=== ARTICLE ===

Adèle Thivillier : Alors çà on ne l'a pas trop vécu [...] mais effectivement c'est la volonté par la suite de créer un vrai lien et que quand ils viennent, ils prennent connaissances des spectacles. [...]

Marguerite Corrieu : Quels sont pour vous les enjeux de la médiation ou de vos postes de relations avec les publics ? [...]

Adèle Thivillier : Moi je rajouterai que, de manière générale, avec les ados c'est aussi les rencontrer et discuter avec eux pour leur faire comprendre que le théâtre [...] les concerne et peut les intéresser et que ce n'est pas seulement un truc que leur prof de français leur impose. C'est aussi des choses qui peuvent eux leur plaire et dans lesquels ils peuvent s'investir et prendre des initiatives, que ce soit de participer à un atelier quand on en propose, ou jusqu'à aller à un spectacle sans leur enseignant. Moi s'il y a un message que j'aime bien faire passer et surtout aux ados, c'est que le théâtre aujourd'hui est extrêmement multiple. Et il parle de sujets qui les concernent en fait. Et nous au Préau on a quand même une forte programmation contemporaine. [...]. Et quand on est ados, on a une image du théâtre assez scolaire. Ce qui est enseigné au collège et au lycée c'est plus les classiques : Molière, Racine, ... Et très peu le théâtre contemporain. Et donc çà peut paraitre un peu lointain pour des ados. [...]

Marguerite Corrieu : Parvenez-vous à coconstruire ces projets avec le triangle artiste, médiateur culturel et professeur ?

=== DONNÉES FOURNIES ===

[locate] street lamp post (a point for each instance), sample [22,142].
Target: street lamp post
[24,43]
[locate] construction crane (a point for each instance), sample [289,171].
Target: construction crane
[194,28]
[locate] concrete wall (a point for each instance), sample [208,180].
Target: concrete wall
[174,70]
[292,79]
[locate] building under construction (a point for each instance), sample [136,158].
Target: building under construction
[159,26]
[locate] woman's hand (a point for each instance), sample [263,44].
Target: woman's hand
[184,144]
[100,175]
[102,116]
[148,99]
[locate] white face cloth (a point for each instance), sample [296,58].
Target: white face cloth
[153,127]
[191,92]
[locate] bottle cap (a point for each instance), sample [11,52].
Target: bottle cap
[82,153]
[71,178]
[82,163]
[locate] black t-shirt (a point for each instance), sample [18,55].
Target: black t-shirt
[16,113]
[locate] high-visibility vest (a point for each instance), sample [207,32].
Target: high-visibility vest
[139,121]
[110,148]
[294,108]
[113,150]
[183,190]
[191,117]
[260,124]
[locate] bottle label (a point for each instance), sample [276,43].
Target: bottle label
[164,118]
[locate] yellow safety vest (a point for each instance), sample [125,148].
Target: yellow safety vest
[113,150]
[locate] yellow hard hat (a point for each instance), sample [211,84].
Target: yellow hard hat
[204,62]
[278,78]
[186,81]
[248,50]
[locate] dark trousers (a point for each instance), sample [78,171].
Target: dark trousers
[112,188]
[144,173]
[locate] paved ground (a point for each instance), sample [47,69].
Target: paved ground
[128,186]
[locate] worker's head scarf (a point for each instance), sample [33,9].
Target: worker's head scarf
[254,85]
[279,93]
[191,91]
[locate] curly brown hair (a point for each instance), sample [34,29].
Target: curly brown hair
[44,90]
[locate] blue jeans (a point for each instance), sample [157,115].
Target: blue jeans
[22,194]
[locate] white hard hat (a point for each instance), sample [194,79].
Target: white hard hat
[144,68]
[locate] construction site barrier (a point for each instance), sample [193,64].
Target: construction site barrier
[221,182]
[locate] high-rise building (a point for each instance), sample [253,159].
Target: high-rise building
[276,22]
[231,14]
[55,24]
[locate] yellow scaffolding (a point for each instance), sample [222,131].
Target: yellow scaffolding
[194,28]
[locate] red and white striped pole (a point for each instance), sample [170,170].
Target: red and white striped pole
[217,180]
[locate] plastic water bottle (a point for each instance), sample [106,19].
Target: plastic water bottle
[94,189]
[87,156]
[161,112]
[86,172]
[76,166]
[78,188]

===

- _CONSIGNES_
(1) D'après l'article, quel lieu a une forte programmation contemporaine selon Adèle Thivillier ?
(2) Donnez toutes les personnes désignées par leur nom dans l'article.
Les enregistrements ne sont pas nécessaires.

- _RÉPONSES CI-DESSOUS_
(1) Le Préau.

(2) Adèle Thivillier, Marguerite Corrieu, Molière, Racine